• _ASSIGNMENT_: Each line of the data below that contains "correct" must be copied.

• • •

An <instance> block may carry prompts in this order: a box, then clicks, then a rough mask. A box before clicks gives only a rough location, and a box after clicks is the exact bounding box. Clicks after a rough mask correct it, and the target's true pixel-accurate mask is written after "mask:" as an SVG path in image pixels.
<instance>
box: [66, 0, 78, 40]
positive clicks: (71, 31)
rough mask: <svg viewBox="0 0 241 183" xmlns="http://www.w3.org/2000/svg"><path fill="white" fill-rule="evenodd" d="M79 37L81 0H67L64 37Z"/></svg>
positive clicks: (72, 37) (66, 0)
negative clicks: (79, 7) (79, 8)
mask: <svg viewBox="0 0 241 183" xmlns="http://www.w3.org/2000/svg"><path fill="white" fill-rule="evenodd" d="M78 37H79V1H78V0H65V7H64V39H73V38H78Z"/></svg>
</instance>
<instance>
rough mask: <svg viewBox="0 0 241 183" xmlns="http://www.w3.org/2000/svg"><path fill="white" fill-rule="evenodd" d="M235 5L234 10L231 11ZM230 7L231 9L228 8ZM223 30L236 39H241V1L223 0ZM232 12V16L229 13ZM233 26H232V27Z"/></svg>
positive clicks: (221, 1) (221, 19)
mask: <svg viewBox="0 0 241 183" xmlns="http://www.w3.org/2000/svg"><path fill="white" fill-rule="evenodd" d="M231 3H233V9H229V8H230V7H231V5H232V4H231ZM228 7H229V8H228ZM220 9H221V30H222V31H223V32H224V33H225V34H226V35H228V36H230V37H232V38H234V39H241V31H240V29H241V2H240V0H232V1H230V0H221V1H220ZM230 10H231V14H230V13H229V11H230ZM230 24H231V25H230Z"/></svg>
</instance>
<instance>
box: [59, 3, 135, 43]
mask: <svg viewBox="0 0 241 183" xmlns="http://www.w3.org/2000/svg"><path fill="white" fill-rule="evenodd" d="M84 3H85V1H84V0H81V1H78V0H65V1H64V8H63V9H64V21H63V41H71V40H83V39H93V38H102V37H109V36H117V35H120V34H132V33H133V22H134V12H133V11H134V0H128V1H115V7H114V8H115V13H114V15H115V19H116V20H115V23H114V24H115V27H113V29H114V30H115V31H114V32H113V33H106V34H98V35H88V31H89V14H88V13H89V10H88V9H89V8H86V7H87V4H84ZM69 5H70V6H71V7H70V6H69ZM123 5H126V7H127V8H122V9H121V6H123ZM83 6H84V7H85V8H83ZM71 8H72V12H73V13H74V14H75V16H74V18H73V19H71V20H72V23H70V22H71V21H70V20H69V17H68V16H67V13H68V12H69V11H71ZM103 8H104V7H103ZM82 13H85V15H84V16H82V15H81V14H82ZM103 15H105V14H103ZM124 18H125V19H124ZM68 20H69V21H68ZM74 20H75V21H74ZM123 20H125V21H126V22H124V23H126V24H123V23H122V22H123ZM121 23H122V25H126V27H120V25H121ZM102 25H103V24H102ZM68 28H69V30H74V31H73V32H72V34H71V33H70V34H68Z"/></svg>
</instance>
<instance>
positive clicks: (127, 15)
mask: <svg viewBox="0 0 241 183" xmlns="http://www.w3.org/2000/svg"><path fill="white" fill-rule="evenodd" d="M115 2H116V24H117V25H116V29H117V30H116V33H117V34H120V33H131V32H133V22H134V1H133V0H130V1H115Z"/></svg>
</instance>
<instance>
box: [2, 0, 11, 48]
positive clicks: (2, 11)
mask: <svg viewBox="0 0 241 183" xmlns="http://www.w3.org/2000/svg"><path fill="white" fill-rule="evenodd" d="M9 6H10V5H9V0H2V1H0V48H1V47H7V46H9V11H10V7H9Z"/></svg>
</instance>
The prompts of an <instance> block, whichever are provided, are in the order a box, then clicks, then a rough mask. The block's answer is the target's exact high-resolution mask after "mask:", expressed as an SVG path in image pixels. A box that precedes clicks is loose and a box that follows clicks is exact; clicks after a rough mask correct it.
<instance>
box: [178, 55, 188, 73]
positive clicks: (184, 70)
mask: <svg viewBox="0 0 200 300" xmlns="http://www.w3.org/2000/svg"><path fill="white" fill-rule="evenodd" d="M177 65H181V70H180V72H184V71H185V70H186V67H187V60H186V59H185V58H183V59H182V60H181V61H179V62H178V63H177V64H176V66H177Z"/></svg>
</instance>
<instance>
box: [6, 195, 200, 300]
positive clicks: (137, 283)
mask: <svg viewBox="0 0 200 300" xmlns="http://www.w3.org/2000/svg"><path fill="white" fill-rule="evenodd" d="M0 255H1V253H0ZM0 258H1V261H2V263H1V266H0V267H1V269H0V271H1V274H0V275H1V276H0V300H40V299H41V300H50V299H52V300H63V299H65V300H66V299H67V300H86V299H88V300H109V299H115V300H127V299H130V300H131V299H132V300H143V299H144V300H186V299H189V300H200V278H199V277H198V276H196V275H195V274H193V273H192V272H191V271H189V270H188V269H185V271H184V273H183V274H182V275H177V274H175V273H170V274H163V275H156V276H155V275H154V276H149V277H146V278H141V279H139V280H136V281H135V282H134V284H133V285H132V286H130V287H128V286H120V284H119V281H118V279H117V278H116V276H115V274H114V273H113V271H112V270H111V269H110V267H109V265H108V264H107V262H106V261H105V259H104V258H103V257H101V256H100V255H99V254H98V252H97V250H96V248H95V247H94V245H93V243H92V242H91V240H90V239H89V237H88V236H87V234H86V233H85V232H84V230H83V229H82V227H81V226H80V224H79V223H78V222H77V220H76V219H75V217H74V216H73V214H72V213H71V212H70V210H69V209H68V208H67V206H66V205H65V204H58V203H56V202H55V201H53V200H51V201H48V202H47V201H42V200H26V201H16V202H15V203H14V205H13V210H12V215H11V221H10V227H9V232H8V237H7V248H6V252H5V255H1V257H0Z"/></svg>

• • •

• _RESPONSE BELOW_:
An <instance> block may carry prompts in this order: a box, then clicks, then a rough mask. A box before clicks gives only a rough location, and a box after clicks is the exact bounding box. Clicks after a rough mask correct it, and the target's true pixel-accurate mask is written after "mask:" as an SVG path in image pixels.
The prompts of an <instance> block, whichever are provided, are in the order a box, then clicks, then a rough mask. The block's answer is the target's exact high-resolution mask after "mask:", expressed as an SVG path in image pixels. A box that precedes clicks is loose and a box that follows clicks is exact; clicks after a rough mask correct it.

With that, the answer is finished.